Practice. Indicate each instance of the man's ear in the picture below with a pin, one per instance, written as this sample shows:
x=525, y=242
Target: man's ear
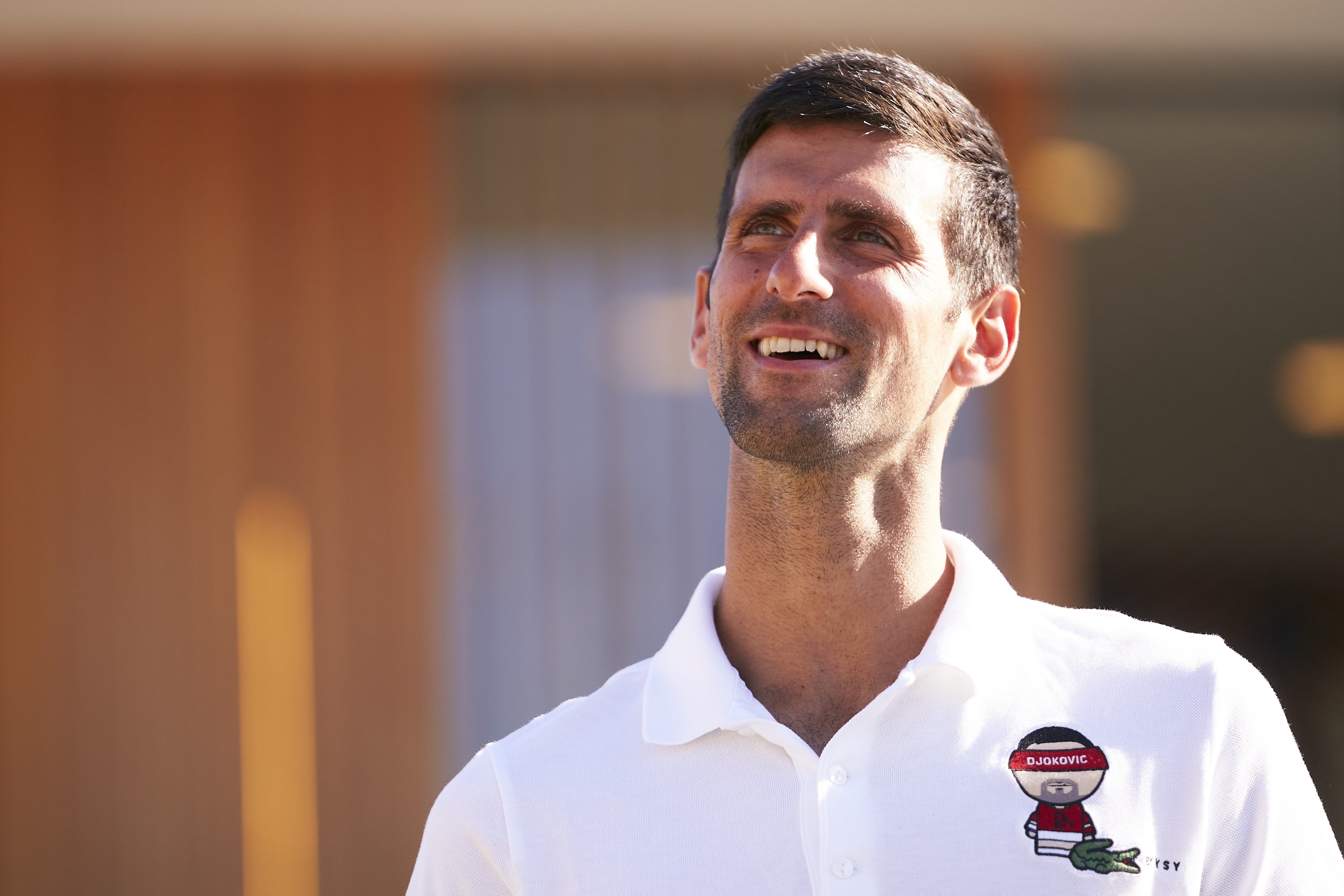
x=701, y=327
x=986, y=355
——
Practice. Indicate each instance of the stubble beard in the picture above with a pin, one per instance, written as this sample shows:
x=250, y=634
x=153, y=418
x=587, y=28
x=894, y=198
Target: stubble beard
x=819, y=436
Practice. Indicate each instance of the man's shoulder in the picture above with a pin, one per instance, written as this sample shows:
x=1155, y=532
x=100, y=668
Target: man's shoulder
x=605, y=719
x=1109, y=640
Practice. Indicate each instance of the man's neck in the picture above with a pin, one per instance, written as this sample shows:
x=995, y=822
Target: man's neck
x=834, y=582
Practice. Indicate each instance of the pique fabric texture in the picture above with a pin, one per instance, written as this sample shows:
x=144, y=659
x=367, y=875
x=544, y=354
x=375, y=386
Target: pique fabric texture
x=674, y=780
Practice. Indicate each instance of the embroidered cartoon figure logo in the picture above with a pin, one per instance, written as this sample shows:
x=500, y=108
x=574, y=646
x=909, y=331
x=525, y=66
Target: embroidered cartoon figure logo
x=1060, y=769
——
Aim of the task: Reproduce only the stretch of material from the line containing "Practice. Indicate each instance of the man's neck" through the line containing "x=1060, y=769", swapping "pique fabric texture" for "knit fabric texture" and changing nothing else.

Solved exercise:
Practice. Indicate each instance of the man's neck in the picture above with a pin, one per instance, written as this sample shows:
x=995, y=822
Target: man's neck
x=834, y=582
Practice. Indicate each instance of the knit fabric texture in the picture above with a pin, one per instance, written as this sample shows:
x=144, y=659
x=367, y=875
x=544, y=354
x=375, y=386
Target: knit fabric texture
x=674, y=780
Practice. Indicate each instance of the embroidered cartoon figure logo in the picture above with a pin, one per instance, written as this sample shows:
x=500, y=108
x=574, y=646
x=909, y=331
x=525, y=66
Target: embroidered cartoon figure logo
x=1060, y=769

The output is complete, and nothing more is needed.